§ **Instructions to follow**: Your task is to copy the material exactly.

★ ★ ★ ★

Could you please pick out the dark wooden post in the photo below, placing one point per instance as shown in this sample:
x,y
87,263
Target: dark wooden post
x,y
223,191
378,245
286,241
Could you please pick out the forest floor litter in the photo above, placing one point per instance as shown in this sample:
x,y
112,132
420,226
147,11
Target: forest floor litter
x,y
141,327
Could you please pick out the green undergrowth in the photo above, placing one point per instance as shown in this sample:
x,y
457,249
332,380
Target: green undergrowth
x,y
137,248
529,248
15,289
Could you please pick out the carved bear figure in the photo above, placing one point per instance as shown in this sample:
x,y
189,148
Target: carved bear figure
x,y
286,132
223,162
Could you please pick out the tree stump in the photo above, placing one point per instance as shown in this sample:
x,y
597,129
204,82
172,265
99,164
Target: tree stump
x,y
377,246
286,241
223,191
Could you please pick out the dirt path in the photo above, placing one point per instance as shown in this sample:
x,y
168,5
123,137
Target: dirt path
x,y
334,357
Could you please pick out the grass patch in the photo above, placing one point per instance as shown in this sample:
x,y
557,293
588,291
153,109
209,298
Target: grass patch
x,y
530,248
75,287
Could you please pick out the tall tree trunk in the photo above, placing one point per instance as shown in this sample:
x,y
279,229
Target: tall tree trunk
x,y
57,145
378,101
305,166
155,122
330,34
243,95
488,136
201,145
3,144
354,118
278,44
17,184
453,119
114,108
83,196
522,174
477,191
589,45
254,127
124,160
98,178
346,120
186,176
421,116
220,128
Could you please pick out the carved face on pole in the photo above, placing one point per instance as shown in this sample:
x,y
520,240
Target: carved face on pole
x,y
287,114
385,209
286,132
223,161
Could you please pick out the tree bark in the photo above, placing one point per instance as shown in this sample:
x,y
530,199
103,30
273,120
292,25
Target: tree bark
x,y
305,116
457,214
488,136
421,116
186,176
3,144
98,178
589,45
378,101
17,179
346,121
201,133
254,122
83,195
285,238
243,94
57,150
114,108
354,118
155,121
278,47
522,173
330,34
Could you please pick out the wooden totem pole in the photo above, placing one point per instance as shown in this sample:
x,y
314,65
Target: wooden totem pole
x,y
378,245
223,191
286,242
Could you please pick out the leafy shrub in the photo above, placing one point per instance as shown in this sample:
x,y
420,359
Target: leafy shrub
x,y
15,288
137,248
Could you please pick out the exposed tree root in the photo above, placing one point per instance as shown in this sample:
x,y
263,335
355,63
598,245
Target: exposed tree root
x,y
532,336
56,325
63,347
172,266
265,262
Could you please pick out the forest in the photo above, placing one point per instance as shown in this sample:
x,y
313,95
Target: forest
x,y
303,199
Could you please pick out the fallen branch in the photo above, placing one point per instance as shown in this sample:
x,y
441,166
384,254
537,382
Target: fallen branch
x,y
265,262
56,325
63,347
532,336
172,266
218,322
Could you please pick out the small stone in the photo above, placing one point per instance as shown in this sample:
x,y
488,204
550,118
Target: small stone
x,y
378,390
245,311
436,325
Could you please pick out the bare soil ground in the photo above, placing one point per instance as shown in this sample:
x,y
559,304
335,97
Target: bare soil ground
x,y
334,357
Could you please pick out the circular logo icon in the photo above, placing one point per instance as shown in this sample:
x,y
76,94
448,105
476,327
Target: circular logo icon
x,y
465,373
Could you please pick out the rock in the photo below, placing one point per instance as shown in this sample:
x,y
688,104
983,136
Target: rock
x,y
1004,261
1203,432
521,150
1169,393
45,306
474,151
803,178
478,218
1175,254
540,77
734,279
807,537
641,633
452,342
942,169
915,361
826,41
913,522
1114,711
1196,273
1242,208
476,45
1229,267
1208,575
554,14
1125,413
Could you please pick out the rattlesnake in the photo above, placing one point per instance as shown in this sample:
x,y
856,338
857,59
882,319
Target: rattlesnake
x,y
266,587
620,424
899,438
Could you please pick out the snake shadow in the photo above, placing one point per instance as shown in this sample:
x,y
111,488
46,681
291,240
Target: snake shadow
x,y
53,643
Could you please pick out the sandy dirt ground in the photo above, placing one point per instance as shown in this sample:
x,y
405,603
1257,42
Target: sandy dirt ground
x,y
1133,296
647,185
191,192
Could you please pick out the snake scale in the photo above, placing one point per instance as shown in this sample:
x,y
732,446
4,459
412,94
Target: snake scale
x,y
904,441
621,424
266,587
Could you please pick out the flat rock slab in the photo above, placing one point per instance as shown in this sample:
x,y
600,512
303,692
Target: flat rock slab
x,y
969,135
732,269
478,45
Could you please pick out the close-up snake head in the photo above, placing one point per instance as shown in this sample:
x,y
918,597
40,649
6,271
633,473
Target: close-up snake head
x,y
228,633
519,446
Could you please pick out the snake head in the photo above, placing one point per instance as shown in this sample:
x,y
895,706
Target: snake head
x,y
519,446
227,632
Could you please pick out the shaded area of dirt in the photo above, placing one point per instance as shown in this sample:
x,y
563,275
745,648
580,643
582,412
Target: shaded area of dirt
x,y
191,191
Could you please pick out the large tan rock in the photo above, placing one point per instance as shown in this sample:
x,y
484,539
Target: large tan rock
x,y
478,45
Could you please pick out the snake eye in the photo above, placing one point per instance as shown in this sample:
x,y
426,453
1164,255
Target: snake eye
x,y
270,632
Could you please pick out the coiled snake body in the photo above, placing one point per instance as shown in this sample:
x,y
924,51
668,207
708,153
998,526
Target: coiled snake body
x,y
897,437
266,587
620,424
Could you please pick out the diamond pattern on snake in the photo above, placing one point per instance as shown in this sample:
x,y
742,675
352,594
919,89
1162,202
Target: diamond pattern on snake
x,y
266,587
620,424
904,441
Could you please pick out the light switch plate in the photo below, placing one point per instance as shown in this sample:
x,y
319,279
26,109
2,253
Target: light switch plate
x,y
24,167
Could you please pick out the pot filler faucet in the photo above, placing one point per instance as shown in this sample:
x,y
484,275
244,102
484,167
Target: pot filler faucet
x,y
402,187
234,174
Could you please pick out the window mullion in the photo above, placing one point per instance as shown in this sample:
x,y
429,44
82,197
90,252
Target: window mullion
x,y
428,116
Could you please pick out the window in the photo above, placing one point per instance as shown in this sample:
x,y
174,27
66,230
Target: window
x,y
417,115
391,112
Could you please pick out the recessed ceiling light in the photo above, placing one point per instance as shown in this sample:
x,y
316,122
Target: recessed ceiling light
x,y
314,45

★ ★ ★ ★

§ **Answer to this problem**:
Could you please pick out the dark wooden post in the photo below, placing one point per instance as shown in this sample:
x,y
87,263
Target: dark wooden post
x,y
223,191
378,245
286,241
Could you please pick out the forest floor litter in the photo above, placing one point per instance as shown in this sample:
x,y
112,132
420,226
147,11
Target: forest floor litter
x,y
141,327
Could you please pick out the green undergrowth in the photo above, placing one point per instance as shown in this sample:
x,y
457,249
332,380
Target: green undergrowth
x,y
137,248
529,248
15,289
Could you please pick out the carved bear figure in the photo above, placing one point per instance as shown in this sample:
x,y
189,148
Target: carved bear figure
x,y
286,132
223,162
Could you please pick out the tree stump in the photo above, placing one point per instance as shown in this sample:
x,y
597,129
204,82
172,265
99,164
Target: tree stump
x,y
377,246
286,241
223,191
Could you please pick out the dirt path in the photo above, placing one point per instance as shown in this sample:
x,y
168,5
123,137
Target: dirt path
x,y
334,357
Could you please pick out the grass patch in the photo above, placing one point per instance as shown in this sample:
x,y
557,293
588,291
153,109
209,298
Target: grass patch
x,y
530,248
75,287
Could you please pick out the tall tree trunk in the photo above, placing one point per instance as shown in this sample:
x,y
279,229
Target: tall tree trunk
x,y
57,145
378,101
305,166
155,122
330,34
243,95
488,136
201,145
3,144
354,118
278,44
17,184
453,119
114,108
83,196
522,174
477,191
589,45
254,127
124,160
98,178
346,120
186,176
421,116
220,128
Could you please pick out the carved face on pole in the photo above, placing one point per instance as shown in this sample:
x,y
520,240
Target: carved face on pole
x,y
287,114
385,209
286,132
223,161
Could you please pick out the tree bark in the photo above, placing one point per instance as shown in this sample:
x,y
530,199
103,30
273,120
292,25
Target: tree bark
x,y
305,116
457,214
488,136
421,116
186,176
3,144
98,178
589,45
378,101
17,179
346,121
201,133
254,122
83,195
285,238
243,94
57,150
114,108
354,118
155,121
278,47
522,173
330,34
Could you please pick out the wooden totem pole in the photo above, placing one point per instance as shown in this sample:
x,y
314,65
Target: wooden totem pole
x,y
378,245
223,191
286,242
Could you please pick out the leafy shrub in the photo above, placing one point per instance as shown in this sample:
x,y
420,359
Target: leafy shrub
x,y
15,288
137,248
Could you please pick out the exposed tree root in the photo above, placing one point per instance as shown in this sample:
x,y
263,335
355,63
598,245
Target: exposed tree root
x,y
532,336
56,325
63,347
172,266
265,262
Could you please pick out the forest in the photo above, placing one point per instance as shown in this sample:
x,y
313,95
Target: forest
x,y
303,199
Could you please pick out the fallen branch in the photo above, placing one point per instance as shown in this sample:
x,y
441,166
384,254
537,382
Target: fallen branch
x,y
265,262
56,325
63,347
532,336
172,266
218,322
Could you please pick out the small stone in the photo above, placing one point per instance as shown in this sample:
x,y
488,204
550,118
Target: small stone
x,y
378,390
245,311
436,325
Could you please pick out the bare soil ground in the photo above, placing one point per instance as shown in this sample:
x,y
559,304
335,97
Target: bare soil ground
x,y
334,357
Could you please pick out the circular logo icon in the photo above, placing one point per instance as shown in this sample:
x,y
76,94
448,105
476,327
Target: circular logo icon
x,y
465,373
Could you please pick out the rock in the photo below, placing one point per instance as shown in this sample:
x,y
688,104
983,136
Target: rock
x,y
1004,261
1203,432
521,150
1169,393
45,306
474,151
803,178
478,218
1175,254
540,77
734,279
807,537
641,633
452,342
942,169
915,361
826,41
913,522
1114,711
1196,273
1242,208
476,45
1229,267
1208,575
554,14
1125,413
Could you please pick out the rattlesnake in the photo above, placing one point per instance as shown in this sample:
x,y
856,338
857,59
882,319
Target: rattlesnake
x,y
266,587
620,424
899,438
Could you please pick out the snake shadow in the photo above, placing one point per instance as shown in this sample:
x,y
111,488
46,681
291,240
Target: snake shadow
x,y
53,643
Could you please pick out the sandy dirt ground in the photo above, placing one point per instance as shown in this sample:
x,y
405,603
1257,42
Target: sandy dirt ground
x,y
1133,296
647,185
191,192
Could you please pick out the snake scale in the photo above, placing one point per instance as shown in this sample:
x,y
732,446
4,459
412,94
Target: snake scale
x,y
904,441
621,424
266,587
Could you please pick out the flat rock slab in the photo above, placing one point per instance as shown in this sample:
x,y
600,512
303,692
Target: flat rock slab
x,y
969,135
732,269
478,45
Could you please pick out the close-up snake head in the photo above, placing one point per instance as shown in this sample:
x,y
918,597
40,649
6,271
633,473
Target: close-up snake head
x,y
228,633
519,446
Could you please pick out the snake head in the photo above, placing one point per instance as shown in this sample:
x,y
895,706
Target: snake head
x,y
519,446
227,632
Could you please pick out the shaded area of dirt in the photo above, placing one point per instance as shown in this sample:
x,y
563,275
745,648
580,643
582,412
Target: shaded area of dirt
x,y
191,191
Could you please pick out the large tan rock in the photo above, placing one point per instance as shown in this sample:
x,y
484,539
Target: large tan rock
x,y
478,45
Could you please pick out the snake eye in the photo above, placing one point per instance as shown in this sample:
x,y
426,453
1164,255
Target: snake eye
x,y
270,632
Could you please pick out the coiled snake body in the photo above, placing one point per instance as shown in this sample:
x,y
924,51
668,207
708,153
998,526
Target: coiled snake body
x,y
897,437
266,587
620,424
Could you please pick out the diamond pattern on snake in the photo above, placing one point per instance as shown in this sample:
x,y
742,675
352,594
919,89
1162,202
Target: diamond pattern on snake
x,y
266,587
620,424
904,441
Could you please pick out the light switch plate in the photo below, placing one point per instance as shown in this sample:
x,y
319,279
26,109
2,253
Target: light switch plate
x,y
24,167
Could you please pick out the pot filler faucet in the photo above, placing one point per instance as shown in this sample:
x,y
484,275
244,102
484,167
Target: pot filler faucet
x,y
402,187
234,174
Could you please pick out the window mullion in the photo above, placing one point per instance as shown in this sample:
x,y
429,44
82,197
90,252
Target: window mullion
x,y
428,116
Could you please pick out the window in the photo above, placing one point per instance as shown in this sample:
x,y
174,27
66,230
Target: window
x,y
417,115
391,112
Could you please pick out the recessed ceiling light in the photo above, placing one point per instance as shown in this sample:
x,y
316,122
Target: recessed ceiling light
x,y
314,45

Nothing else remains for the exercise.